===== Текст =====
Однако, как постоянно твердили русские мыслители, именно в России разрыв между европейски ориентированным слоем образованного общества и народом был многими степенями сильнее, чем в других странах Европы. Если в Московской Руси было общее бесправие, общая внеисторическая жизнь всех сословий, практически единый культурный уровень, то в послепетровское время образовался слой, наделенный правами, широтой культурного общеевропейского выбора, сознававший себя выразителем России. Но остался в прежнем положении народ, т. е. сложилась ситуация, при которой, по удачному выражению Владимира Вейдле, «Россия стала нацией, но не включила в нацию народа»[18]. Влияние же почвенных, еще во многом языческих структур народного сознания на национальную ментальность создавало умонастроение и у элиты, в корне противоположное личностному рефлексивному развитию. Не случайно в своем неоконченном трактате по философии истории, «Семирамиде», Хомяков замечал, что «русским можно лучше других народов Европы понять переход саг (сказаний) в мифы. Мы еще недавно вышли из эпохи легковерной простоты и затейливой сказочности»[19]. И это умонастроение — от почвенно ориентированных мыслителей до крайних радикалов — нигилистов — утверждало неприменимость к России западных мерок. То, что Чаадаеву казалось трагедией, получило вдруг (среди первых — у И. Киреевского) окраску национальной добродетели, могущей вызывать только гордость и самоуважение. Но не у всех и не сразу. В 1849 г. Тютчев написал стихотворение «Русской женщине», где видел ее совсем не так, как Пушкин («денисьевский цикл», где русская женщина станет музой поэта, будет написан много позже):
Вдали от солнца и природы,
Вдали от света и искусства,
Вдали от жизни и любви
Мелькнут твои младые годы,
Живые помертвеют чувства,
Мечты развеются твои…
И жизнь твоя пройдет незрима
В краю безлюдном, безымянном,
На незамеченной земле, —
Как исчезает облак дыма
На небе тусклом и туманном,
В осенней беспредельной мгле.
Уж какая тут муза! Жизнь вне света и искусства! Не менее печальны его определения России. В 1859 г., возвращаясь с Запада домой, Тютчев так описал свое впечатление от Родины:
Ни звуков здесь, ни красок, ни движенья —
Жизнь отошла — и, покорясь судьбе,
В каком‑то забытьи изнеможенья,
Здесь человек лишь снится сам себе.
По Тютчеву, непокорность судьбе есть основной признак самосознающей личности: «Пускай олимпийцы завистливым оком / Глядят на борьбу непокорных сердец. / Кто, ратуя, пал побежденный лишь роком, / Тот вырвал из рук их победный венец». Здесь же человек себя не сознает, он себе лишь снится, это жизнь вне истории. Понять ее нельзя, ибо это и не природа: ни естественнонаучный, ни исторический разум здесь неприменимы. Что остается любящему свою страну поэту? «В Россию можно только верить», — это умозаключение Тютчева 1866 г.
Умом Россию не понять,
Аршином общим не измерить:
У ней особенная стать —
В Россию можно только верить.
=====
→ Задание A: Укажите, сколько строк в записях содержат слово «trace». В ответе дайте только число.
===== Исходные данные =====
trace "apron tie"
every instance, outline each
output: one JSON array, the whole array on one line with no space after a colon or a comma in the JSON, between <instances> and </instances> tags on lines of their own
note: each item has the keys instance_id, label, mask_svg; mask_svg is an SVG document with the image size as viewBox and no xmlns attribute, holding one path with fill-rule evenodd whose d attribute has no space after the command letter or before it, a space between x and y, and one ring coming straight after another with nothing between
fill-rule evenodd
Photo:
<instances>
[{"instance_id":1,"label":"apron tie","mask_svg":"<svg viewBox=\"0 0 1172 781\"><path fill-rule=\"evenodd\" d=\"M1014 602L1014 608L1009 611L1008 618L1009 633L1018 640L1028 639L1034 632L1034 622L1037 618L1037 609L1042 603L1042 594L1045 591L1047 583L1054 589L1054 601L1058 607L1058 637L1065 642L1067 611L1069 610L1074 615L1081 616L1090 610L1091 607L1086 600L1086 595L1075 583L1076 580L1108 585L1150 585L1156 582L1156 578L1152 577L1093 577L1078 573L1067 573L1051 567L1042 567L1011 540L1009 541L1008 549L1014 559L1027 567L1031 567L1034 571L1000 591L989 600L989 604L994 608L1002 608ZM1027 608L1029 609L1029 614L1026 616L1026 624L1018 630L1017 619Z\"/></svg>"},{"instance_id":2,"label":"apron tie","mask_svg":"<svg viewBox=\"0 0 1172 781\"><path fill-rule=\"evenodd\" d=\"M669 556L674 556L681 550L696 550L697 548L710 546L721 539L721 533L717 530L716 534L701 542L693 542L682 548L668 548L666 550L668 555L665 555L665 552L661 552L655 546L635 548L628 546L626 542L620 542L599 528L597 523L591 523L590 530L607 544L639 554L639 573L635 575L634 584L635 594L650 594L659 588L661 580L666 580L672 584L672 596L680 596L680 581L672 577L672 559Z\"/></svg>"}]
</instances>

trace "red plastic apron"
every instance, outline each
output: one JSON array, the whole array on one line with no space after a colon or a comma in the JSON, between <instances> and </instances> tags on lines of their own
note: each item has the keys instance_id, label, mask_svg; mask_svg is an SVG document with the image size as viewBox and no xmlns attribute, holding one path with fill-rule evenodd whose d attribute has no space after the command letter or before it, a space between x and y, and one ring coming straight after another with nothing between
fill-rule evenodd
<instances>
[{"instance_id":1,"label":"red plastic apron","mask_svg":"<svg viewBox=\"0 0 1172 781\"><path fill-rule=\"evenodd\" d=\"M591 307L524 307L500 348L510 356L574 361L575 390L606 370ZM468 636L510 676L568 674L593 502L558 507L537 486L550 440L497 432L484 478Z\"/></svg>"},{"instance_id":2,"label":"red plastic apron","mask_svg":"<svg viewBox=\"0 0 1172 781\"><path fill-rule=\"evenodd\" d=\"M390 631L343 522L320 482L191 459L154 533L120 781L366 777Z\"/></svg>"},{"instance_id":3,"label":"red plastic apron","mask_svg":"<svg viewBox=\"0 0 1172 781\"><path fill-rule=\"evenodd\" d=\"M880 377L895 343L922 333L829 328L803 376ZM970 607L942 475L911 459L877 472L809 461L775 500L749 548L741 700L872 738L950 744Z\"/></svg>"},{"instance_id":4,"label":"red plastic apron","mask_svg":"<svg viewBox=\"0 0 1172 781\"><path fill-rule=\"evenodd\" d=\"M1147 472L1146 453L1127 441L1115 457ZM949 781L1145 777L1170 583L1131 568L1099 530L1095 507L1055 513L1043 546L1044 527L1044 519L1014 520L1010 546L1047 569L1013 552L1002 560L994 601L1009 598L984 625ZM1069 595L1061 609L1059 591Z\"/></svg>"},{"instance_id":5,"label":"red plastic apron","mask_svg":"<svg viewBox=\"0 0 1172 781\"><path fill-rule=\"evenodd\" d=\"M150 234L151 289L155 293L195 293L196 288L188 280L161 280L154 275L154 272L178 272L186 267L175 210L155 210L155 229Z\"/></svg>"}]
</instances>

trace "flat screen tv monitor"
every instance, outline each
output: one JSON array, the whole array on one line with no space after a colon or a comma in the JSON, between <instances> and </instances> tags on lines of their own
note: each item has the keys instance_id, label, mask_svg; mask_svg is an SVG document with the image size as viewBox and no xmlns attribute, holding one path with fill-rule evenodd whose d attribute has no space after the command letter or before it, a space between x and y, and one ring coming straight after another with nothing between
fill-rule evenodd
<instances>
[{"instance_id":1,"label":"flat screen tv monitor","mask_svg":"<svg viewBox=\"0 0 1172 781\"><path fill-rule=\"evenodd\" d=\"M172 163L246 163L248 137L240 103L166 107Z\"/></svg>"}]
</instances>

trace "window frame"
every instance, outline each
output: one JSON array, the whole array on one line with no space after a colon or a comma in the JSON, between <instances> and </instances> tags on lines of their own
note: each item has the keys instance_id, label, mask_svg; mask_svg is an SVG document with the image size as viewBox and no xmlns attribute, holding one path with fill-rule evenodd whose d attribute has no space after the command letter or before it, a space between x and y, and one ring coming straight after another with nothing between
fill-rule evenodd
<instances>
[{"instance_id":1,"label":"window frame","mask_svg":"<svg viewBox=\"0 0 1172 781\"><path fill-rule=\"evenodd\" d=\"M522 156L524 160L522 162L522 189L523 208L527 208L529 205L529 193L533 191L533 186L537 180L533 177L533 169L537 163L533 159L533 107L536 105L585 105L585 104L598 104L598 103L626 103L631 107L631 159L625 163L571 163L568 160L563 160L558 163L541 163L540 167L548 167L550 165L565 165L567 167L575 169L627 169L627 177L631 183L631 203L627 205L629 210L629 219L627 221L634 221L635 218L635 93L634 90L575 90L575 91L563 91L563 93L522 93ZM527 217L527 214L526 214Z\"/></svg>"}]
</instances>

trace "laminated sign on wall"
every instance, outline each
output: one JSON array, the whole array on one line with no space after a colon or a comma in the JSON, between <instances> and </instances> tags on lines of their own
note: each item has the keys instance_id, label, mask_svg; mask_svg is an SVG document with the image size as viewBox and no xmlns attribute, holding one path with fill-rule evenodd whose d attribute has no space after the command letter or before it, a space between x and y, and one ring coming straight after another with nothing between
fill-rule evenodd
=====
→ Задание B:
Ответьте по тексту на вопросы:
(i) В каком году Тютчев написал стихотворение «Русской женщине»?
(ii) Чье выражение «Россия стала нацией, но не включила в нацию народа» приводится в тексте?
(iii) Как называется неоконченный трактат Хомякова по философии истории?

→ Правильный ответ A: 5

→ Правильный ответ B:
(i) В 1849 г.
(ii) Владимира Вейдле.
(iii) «Семирамида».